• **Kutipan Dokumen**:
────────────────
Ada beberapa cara yang dapat dilakukan untuk
memunculkan potensi ekonomi tenun Buton. Pertama, mendokumentasikan dan
memperkenalkan motif tenun Buton. Tenun Buton memiliki potensi ekonomi yang
sangat besar untuk potensi ekonomisnya, karena tenun ini mempunyai yang sangat
kaya. Konon, motif tenun Buton berjumlah ratusan, tapi belum terdokumentasi dan
diketahui oleh masyarakat luas. Oleh karenanya, yang perlu dilakukan segera
oleh segenap stake holder adalah melakukan inventarisasi terhadap semua motif
tenun Buton dan memperkenalkannya kepada masyarakat luas. Dengan cara ini,
tenun Buton tidak saja akan lesatri, tetapi juga dapat dikembangkan sebagai
penopang kesejahteraan masyarakat Buton secara lahir dan batin.
Kedua, meningkatkan mutu dan kualitas tenun Buton agar
bisa bersaing dengan produk tenun lainnya, misalnya dengan membuat tenunan
Buton dari benang sutra. Dengan cara ini, tidak saja kualitas tenun Buton yang
meningkat, tapi juga penghasilan para penenun juga akan naik. Harga kain sarung
Buton misalnya, paling tinggi harganya Rp 150.000 per lembar, tapi jika dibuat
dari benang sutra maka harganya bisa mencapai Rp 400.000 per lembar.
Ketiga, memperbanyak jenis derivasi produk tenun
Buton. Jika dulunya kain Buton hanya digunakan untuk busana, maka perlu
kreativitas agar tenun Buton dapat multifungsi, seperti digunakan untuk membuat
gorden, taplak meja, dan alat dekorasi. Semakin banyak fungsi yang dimiliki
oleh Tenun Buton, maka semakin banyak manfaat yang bisa diambil dari tenun
Buton. Jika tenun Buton semakin bermanfaat, khususnya sebagai penopang ekonomi
masyarakat, maka akan semakin banyak orang atau kelompok yang akan ikut
menjaga, melestarikan, dan mengembangkannya.
────────────────
• **Rincian Soal**: Tolong sebutkan semua cara yang diuraikan dalam teks tentang tenun Buton untuk memunculkan potensi ekonomi tenun tersebut.

Baris dari sebuah sumber data:
────────────────
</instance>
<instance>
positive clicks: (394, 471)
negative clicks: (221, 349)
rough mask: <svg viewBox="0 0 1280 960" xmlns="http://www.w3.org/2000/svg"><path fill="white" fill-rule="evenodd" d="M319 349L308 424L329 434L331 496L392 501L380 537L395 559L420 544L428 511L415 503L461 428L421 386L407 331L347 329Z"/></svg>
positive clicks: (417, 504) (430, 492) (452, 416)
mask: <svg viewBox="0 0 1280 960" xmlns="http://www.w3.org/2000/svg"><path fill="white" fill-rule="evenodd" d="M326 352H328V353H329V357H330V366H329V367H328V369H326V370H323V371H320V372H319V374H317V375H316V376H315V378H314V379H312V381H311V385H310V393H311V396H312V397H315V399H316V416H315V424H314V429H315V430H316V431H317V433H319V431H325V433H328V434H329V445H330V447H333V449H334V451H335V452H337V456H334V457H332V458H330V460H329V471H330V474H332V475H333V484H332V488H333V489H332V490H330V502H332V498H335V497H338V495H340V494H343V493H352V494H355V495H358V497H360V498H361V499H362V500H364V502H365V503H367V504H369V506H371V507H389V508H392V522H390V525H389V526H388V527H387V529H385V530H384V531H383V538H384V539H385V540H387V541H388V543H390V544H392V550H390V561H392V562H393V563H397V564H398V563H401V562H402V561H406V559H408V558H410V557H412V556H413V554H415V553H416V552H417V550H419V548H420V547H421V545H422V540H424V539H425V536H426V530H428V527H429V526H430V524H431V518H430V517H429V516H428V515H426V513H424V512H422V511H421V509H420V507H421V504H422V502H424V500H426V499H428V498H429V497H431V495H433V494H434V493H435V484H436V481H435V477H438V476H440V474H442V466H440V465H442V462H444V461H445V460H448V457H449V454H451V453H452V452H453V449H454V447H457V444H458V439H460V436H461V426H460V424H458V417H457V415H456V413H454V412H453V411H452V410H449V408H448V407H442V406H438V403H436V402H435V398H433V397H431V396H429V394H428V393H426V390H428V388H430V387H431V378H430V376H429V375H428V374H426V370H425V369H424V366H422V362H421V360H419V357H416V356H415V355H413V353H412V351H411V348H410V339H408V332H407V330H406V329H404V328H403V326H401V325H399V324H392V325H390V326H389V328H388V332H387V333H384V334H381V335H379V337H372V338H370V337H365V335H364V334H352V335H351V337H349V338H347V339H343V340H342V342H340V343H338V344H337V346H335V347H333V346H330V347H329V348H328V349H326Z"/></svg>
────────────────
• **Jawaban Lengkap**:
1. Mendokumentasikan dan memperkenalkan motif tenun Buton.
2. Meningkatkan mutu dan kualitas tenun Buton agar bisa bersaing dengan produk tenun lainnya.
3. Memperbanyak jenis derivasi produk tenun Buton.